* START Material for the task *
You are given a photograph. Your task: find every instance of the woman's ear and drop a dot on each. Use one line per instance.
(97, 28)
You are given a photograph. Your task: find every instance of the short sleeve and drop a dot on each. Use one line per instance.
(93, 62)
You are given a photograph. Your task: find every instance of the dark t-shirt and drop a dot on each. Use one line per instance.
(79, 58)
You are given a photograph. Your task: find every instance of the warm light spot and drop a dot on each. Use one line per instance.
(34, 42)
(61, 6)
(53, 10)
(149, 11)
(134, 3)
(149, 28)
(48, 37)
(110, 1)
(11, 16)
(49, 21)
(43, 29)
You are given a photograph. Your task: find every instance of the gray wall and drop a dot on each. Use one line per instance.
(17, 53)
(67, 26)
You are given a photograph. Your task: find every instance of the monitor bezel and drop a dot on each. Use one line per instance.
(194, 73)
* END Material for the task *
Set exercise — Please convert the material above into a JSON list of strings, with one string for each line and no blank lines.

Correct answer —
[
  "You are given a photograph. Your task: find every instance of the woman's ear and drop a dot on each. Use one line per instance.",
  "(97, 28)",
  "You are given a photograph. Your task: find every instance of the short sleeve and drop a dot on each. Use one line per instance.",
  "(93, 62)",
  "You are given a photograph. Your task: find every instance of the dark t-shirt and drop a dot on each. Use one line per instance.",
  "(79, 58)",
  "You are given a photograph. Your task: find every instance of the warm light spot and drop a dot on each. Use one line per instance.",
  "(34, 42)",
  "(61, 6)",
  "(53, 10)",
  "(149, 11)",
  "(134, 3)",
  "(149, 28)",
  "(48, 37)",
  "(110, 1)",
  "(11, 16)",
  "(49, 21)",
  "(43, 29)",
  "You are given a photograph. Your task: find every instance of the gray wall and drop a dot on each. Use one line per instance.",
  "(17, 53)",
  "(67, 26)",
  "You are given a photograph. Your task: find every instance of the monitor bezel and drop a dot on each. Use one line per instance.",
  "(194, 73)"
]